→ **TEXT PASSAGE**:
I'm going to begin as we have been for the past couple of weeks with the numbers. Judy, I think it's fair to say that when we look at Monday and Tuesday numbers, there's a certain amount of blending that we have to accept, given the weekend reality, so just bear with us. It doesn't make the numbers any easier, trust me, but I think you have to sort of look at Monday and Tuesday in sort of an averaging reality. Today we are reporting an additional 4,059 positive test results, which is now a total of 68,824 New Jerseyans who have now tested positive. More on testing in a little bit.

According to our online dashboard, accessible, by the way, through as of 10:00 p.m. last night, 8,185 residents were reported hospitalized, of whom 2,051 were listed in critical or intensive care and 1,626 ventilators were in use. Just as importantly, between 10:00 p.m. Sunday and 10:00 p.m. last night, 514 residents were discharged from our hospitals. As we know each day, the dashboard pulls data as it is reported at 10:00 p.m. each night by hospitals to the New Jersey Hospital Association, and there may be overnight changes or late reports that are not yet reflective in the data. Remember, these numbers are just a snapshot in time for what remains a very fluid and fast-changing situation in our hospitals.

Today, with the heaviest of hearts, we must also sadly note that another 365 blessed souls have been lost due to COVID-19 related complications, and the overall toll of this pandemic on our state in terms of loss of life is now 2,805 lost brothers and sisters of our New Jersey family. Again, it should be noted, and I referred to this a minute ago, that not all of these deaths occurred literally within the past 24 hours. Many of these individuals passed sometime over the past number of days, and are now being reported. It does not make it any easier regardless of when they left us; they have left us. As we do, I'd like to share the stories of just a few of those we have lost in recent days.

→ **WHAT IS EXPECTED**:
Can you write out the passage from the COVID-19 briefing between "Today, with the" and "in recent days.", inclusive?

Saved data entries
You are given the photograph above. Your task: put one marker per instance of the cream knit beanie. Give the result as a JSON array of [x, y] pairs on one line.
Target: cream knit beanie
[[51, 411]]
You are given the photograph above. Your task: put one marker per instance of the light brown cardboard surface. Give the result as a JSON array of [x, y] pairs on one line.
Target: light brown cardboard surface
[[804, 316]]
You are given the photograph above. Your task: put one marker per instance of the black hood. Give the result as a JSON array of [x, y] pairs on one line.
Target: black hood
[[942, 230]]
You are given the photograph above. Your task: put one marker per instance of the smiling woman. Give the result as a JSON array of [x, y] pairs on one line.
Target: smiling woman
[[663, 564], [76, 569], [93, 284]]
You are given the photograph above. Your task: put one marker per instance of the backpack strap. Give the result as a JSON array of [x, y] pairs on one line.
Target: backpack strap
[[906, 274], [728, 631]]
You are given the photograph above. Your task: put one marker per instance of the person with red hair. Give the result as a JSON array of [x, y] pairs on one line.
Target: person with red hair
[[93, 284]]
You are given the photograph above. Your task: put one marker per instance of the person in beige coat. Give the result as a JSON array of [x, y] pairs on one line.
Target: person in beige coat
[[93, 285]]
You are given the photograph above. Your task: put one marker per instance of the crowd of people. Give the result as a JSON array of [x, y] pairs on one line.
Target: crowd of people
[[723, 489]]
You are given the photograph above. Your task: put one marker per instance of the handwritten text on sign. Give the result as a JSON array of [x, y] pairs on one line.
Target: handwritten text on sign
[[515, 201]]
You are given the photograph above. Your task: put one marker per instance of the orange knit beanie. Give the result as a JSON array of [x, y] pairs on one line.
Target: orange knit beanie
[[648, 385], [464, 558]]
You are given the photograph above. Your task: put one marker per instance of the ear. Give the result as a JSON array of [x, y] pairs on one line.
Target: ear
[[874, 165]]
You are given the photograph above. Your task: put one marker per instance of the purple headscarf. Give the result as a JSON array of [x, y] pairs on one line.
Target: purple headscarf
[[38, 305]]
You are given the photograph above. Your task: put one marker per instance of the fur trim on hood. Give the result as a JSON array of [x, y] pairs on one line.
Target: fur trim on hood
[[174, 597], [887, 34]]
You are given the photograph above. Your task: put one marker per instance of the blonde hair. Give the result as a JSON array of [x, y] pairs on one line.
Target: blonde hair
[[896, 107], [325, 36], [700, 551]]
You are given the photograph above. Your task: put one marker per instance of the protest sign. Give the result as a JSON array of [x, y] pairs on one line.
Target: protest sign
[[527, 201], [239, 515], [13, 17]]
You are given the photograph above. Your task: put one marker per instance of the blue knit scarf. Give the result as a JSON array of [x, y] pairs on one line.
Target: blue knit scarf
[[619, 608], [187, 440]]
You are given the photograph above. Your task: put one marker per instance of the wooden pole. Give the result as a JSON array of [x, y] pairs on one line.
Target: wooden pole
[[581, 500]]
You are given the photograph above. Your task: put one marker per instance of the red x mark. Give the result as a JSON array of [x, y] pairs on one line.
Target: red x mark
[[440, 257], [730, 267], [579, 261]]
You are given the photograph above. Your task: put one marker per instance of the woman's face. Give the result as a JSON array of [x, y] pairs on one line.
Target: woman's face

→ **REPLY TO THE TASK**:
Today, with the heaviest of hearts, we must also sadly note that another 365 blessed souls have been lost due to COVID-19 related complications, and the overall toll of this pandemic on our state in terms of loss of life is now 2,805 lost brothers and sisters of our New Jersey family. Again, it should be noted, and I referred to this a minute ago, that not all of these deaths occurred literally within the past 24 hours. Many of these individuals passed sometime over the past number of days, and are now being reported. It does not make it any easier regardless of when they left us; they have left us. As we do, I'd like to share the stories of just a few of those we have lost in recent days.